» **DESCRIPTION OF THE TASK**
Find each line in the entries below that has the word "grill" in it, and copy those lines out.
==*==
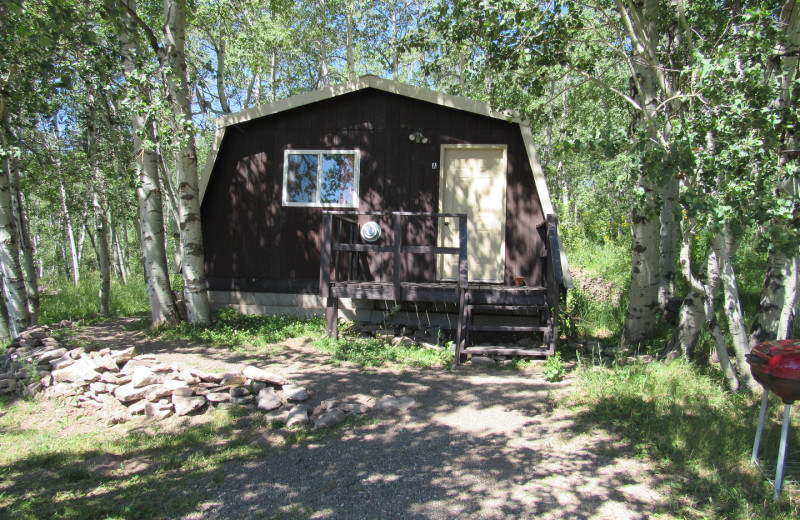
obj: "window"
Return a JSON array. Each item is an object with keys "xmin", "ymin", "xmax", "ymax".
[{"xmin": 283, "ymin": 150, "xmax": 360, "ymax": 208}]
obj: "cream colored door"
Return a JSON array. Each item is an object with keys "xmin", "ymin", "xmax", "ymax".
[{"xmin": 438, "ymin": 145, "xmax": 506, "ymax": 282}]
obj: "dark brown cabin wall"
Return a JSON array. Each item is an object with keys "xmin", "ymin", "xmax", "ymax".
[{"xmin": 202, "ymin": 89, "xmax": 543, "ymax": 290}]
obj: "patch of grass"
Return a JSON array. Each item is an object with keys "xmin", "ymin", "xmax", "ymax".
[
  {"xmin": 152, "ymin": 309, "xmax": 325, "ymax": 351},
  {"xmin": 39, "ymin": 271, "xmax": 150, "ymax": 324},
  {"xmin": 569, "ymin": 360, "xmax": 800, "ymax": 519},
  {"xmin": 0, "ymin": 400, "xmax": 290, "ymax": 519},
  {"xmin": 314, "ymin": 337, "xmax": 453, "ymax": 368}
]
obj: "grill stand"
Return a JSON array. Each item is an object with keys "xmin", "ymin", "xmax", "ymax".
[{"xmin": 750, "ymin": 388, "xmax": 792, "ymax": 502}]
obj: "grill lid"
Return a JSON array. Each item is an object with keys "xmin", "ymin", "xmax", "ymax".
[{"xmin": 747, "ymin": 339, "xmax": 800, "ymax": 380}]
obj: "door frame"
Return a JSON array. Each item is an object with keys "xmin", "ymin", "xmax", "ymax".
[{"xmin": 436, "ymin": 144, "xmax": 508, "ymax": 283}]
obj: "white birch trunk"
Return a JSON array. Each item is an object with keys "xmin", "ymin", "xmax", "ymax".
[
  {"xmin": 667, "ymin": 244, "xmax": 720, "ymax": 359},
  {"xmin": 0, "ymin": 145, "xmax": 31, "ymax": 338},
  {"xmin": 621, "ymin": 190, "xmax": 661, "ymax": 345},
  {"xmin": 120, "ymin": 0, "xmax": 178, "ymax": 326},
  {"xmin": 56, "ymin": 181, "xmax": 80, "ymax": 287},
  {"xmin": 658, "ymin": 177, "xmax": 680, "ymax": 312},
  {"xmin": 110, "ymin": 215, "xmax": 128, "ymax": 285},
  {"xmin": 87, "ymin": 91, "xmax": 111, "ymax": 316},
  {"xmin": 0, "ymin": 284, "xmax": 11, "ymax": 343},
  {"xmin": 345, "ymin": 6, "xmax": 356, "ymax": 81},
  {"xmin": 9, "ymin": 148, "xmax": 39, "ymax": 325},
  {"xmin": 714, "ymin": 226, "xmax": 760, "ymax": 394},
  {"xmin": 750, "ymin": 0, "xmax": 800, "ymax": 346},
  {"xmin": 162, "ymin": 0, "xmax": 211, "ymax": 324}
]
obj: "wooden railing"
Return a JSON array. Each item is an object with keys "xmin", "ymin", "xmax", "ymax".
[
  {"xmin": 319, "ymin": 211, "xmax": 468, "ymax": 300},
  {"xmin": 545, "ymin": 215, "xmax": 564, "ymax": 354}
]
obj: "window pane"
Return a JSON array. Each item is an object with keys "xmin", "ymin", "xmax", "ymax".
[
  {"xmin": 320, "ymin": 153, "xmax": 356, "ymax": 205},
  {"xmin": 286, "ymin": 154, "xmax": 318, "ymax": 202}
]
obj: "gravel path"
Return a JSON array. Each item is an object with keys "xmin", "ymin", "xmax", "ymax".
[{"xmin": 70, "ymin": 320, "xmax": 668, "ymax": 519}]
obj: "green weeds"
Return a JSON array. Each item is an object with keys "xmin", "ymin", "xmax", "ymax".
[
  {"xmin": 569, "ymin": 360, "xmax": 800, "ymax": 519},
  {"xmin": 39, "ymin": 271, "xmax": 149, "ymax": 324},
  {"xmin": 315, "ymin": 337, "xmax": 453, "ymax": 368},
  {"xmin": 153, "ymin": 309, "xmax": 325, "ymax": 351}
]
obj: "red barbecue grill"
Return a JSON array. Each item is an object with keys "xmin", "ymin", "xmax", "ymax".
[{"xmin": 747, "ymin": 339, "xmax": 800, "ymax": 500}]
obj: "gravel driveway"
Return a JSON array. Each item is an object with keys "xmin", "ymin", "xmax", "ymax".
[{"xmin": 70, "ymin": 320, "xmax": 667, "ymax": 519}]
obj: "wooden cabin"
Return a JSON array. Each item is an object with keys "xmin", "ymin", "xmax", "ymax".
[{"xmin": 200, "ymin": 76, "xmax": 571, "ymax": 360}]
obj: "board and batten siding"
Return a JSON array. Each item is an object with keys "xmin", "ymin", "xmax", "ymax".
[{"xmin": 202, "ymin": 89, "xmax": 544, "ymax": 292}]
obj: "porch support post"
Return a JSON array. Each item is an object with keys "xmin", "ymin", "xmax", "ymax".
[
  {"xmin": 319, "ymin": 211, "xmax": 333, "ymax": 298},
  {"xmin": 392, "ymin": 213, "xmax": 403, "ymax": 301},
  {"xmin": 325, "ymin": 298, "xmax": 339, "ymax": 339}
]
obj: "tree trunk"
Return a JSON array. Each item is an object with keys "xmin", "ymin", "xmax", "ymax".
[
  {"xmin": 120, "ymin": 0, "xmax": 179, "ymax": 326},
  {"xmin": 0, "ymin": 138, "xmax": 31, "ymax": 338},
  {"xmin": 658, "ymin": 177, "xmax": 680, "ymax": 312},
  {"xmin": 163, "ymin": 0, "xmax": 211, "ymax": 324},
  {"xmin": 345, "ymin": 2, "xmax": 356, "ymax": 81},
  {"xmin": 750, "ymin": 0, "xmax": 800, "ymax": 346},
  {"xmin": 621, "ymin": 190, "xmax": 661, "ymax": 345},
  {"xmin": 86, "ymin": 90, "xmax": 111, "ymax": 316},
  {"xmin": 666, "ymin": 245, "xmax": 720, "ymax": 359},
  {"xmin": 9, "ymin": 143, "xmax": 39, "ymax": 325},
  {"xmin": 217, "ymin": 36, "xmax": 231, "ymax": 114},
  {"xmin": 0, "ymin": 282, "xmax": 11, "ymax": 343},
  {"xmin": 111, "ymin": 212, "xmax": 128, "ymax": 285},
  {"xmin": 714, "ymin": 225, "xmax": 760, "ymax": 394}
]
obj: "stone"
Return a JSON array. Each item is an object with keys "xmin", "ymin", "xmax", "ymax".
[
  {"xmin": 114, "ymin": 383, "xmax": 158, "ymax": 403},
  {"xmin": 286, "ymin": 404, "xmax": 308, "ymax": 427},
  {"xmin": 314, "ymin": 408, "xmax": 347, "ymax": 430},
  {"xmin": 228, "ymin": 395, "xmax": 256, "ymax": 405},
  {"xmin": 392, "ymin": 336, "xmax": 416, "ymax": 347},
  {"xmin": 191, "ymin": 370, "xmax": 222, "ymax": 383},
  {"xmin": 339, "ymin": 403, "xmax": 372, "ymax": 414},
  {"xmin": 247, "ymin": 381, "xmax": 267, "ymax": 395},
  {"xmin": 37, "ymin": 348, "xmax": 67, "ymax": 365},
  {"xmin": 50, "ymin": 352, "xmax": 75, "ymax": 370},
  {"xmin": 100, "ymin": 372, "xmax": 119, "ymax": 385},
  {"xmin": 257, "ymin": 387, "xmax": 283, "ymax": 412},
  {"xmin": 161, "ymin": 379, "xmax": 189, "ymax": 390},
  {"xmin": 375, "ymin": 329, "xmax": 394, "ymax": 341},
  {"xmin": 228, "ymin": 386, "xmax": 250, "ymax": 397},
  {"xmin": 264, "ymin": 410, "xmax": 289, "ymax": 423},
  {"xmin": 92, "ymin": 352, "xmax": 119, "ymax": 372},
  {"xmin": 128, "ymin": 401, "xmax": 148, "ymax": 415},
  {"xmin": 281, "ymin": 384, "xmax": 308, "ymax": 401},
  {"xmin": 130, "ymin": 366, "xmax": 161, "ymax": 388},
  {"xmin": 470, "ymin": 356, "xmax": 497, "ymax": 366},
  {"xmin": 242, "ymin": 366, "xmax": 288, "ymax": 385},
  {"xmin": 119, "ymin": 358, "xmax": 155, "ymax": 376},
  {"xmin": 51, "ymin": 359, "xmax": 100, "ymax": 383},
  {"xmin": 376, "ymin": 395, "xmax": 417, "ymax": 413},
  {"xmin": 67, "ymin": 347, "xmax": 86, "ymax": 359},
  {"xmin": 178, "ymin": 370, "xmax": 200, "ymax": 385},
  {"xmin": 147, "ymin": 385, "xmax": 173, "ymax": 401},
  {"xmin": 172, "ymin": 394, "xmax": 206, "ymax": 416},
  {"xmin": 205, "ymin": 392, "xmax": 231, "ymax": 403},
  {"xmin": 319, "ymin": 399, "xmax": 339, "ymax": 410},
  {"xmin": 89, "ymin": 382, "xmax": 108, "ymax": 394},
  {"xmin": 109, "ymin": 347, "xmax": 136, "ymax": 365}
]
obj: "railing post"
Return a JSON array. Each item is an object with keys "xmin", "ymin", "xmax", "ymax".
[
  {"xmin": 547, "ymin": 215, "xmax": 563, "ymax": 354},
  {"xmin": 392, "ymin": 213, "xmax": 403, "ymax": 300},
  {"xmin": 319, "ymin": 212, "xmax": 333, "ymax": 298},
  {"xmin": 458, "ymin": 215, "xmax": 469, "ymax": 288}
]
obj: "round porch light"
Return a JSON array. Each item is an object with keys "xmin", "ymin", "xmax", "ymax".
[{"xmin": 361, "ymin": 220, "xmax": 381, "ymax": 242}]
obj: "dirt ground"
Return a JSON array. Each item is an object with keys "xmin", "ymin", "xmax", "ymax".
[{"xmin": 42, "ymin": 320, "xmax": 669, "ymax": 519}]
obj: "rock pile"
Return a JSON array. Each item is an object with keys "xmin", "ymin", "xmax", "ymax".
[{"xmin": 0, "ymin": 326, "xmax": 415, "ymax": 429}]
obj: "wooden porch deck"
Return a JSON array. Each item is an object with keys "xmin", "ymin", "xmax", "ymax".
[{"xmin": 320, "ymin": 211, "xmax": 561, "ymax": 364}]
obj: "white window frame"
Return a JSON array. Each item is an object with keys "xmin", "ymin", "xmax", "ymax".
[{"xmin": 283, "ymin": 149, "xmax": 361, "ymax": 208}]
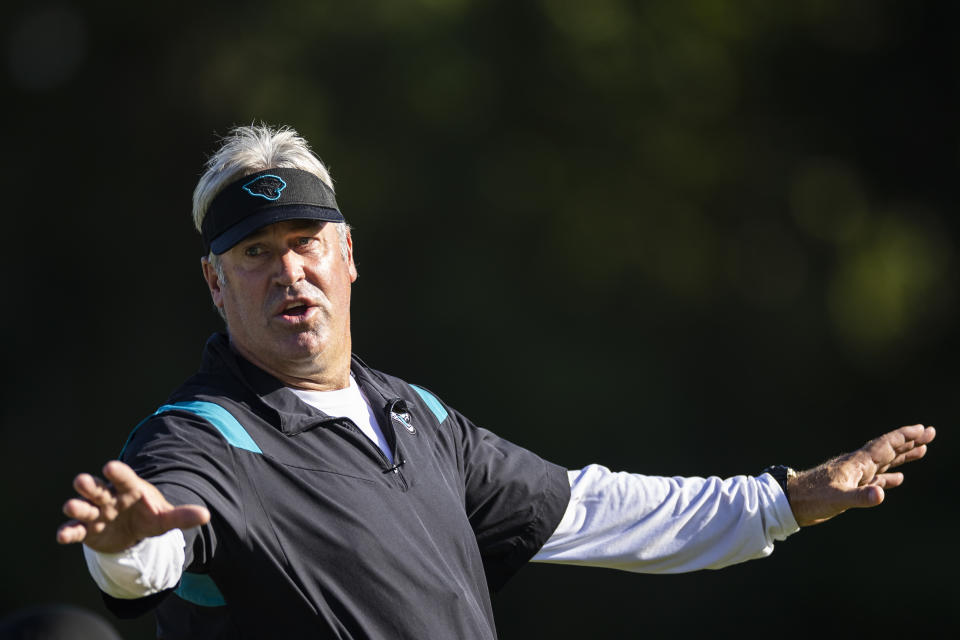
==*==
» **FULL OUTPUT**
obj: "grill stand"
obj: "grill lid"
obj: "red barbecue grill"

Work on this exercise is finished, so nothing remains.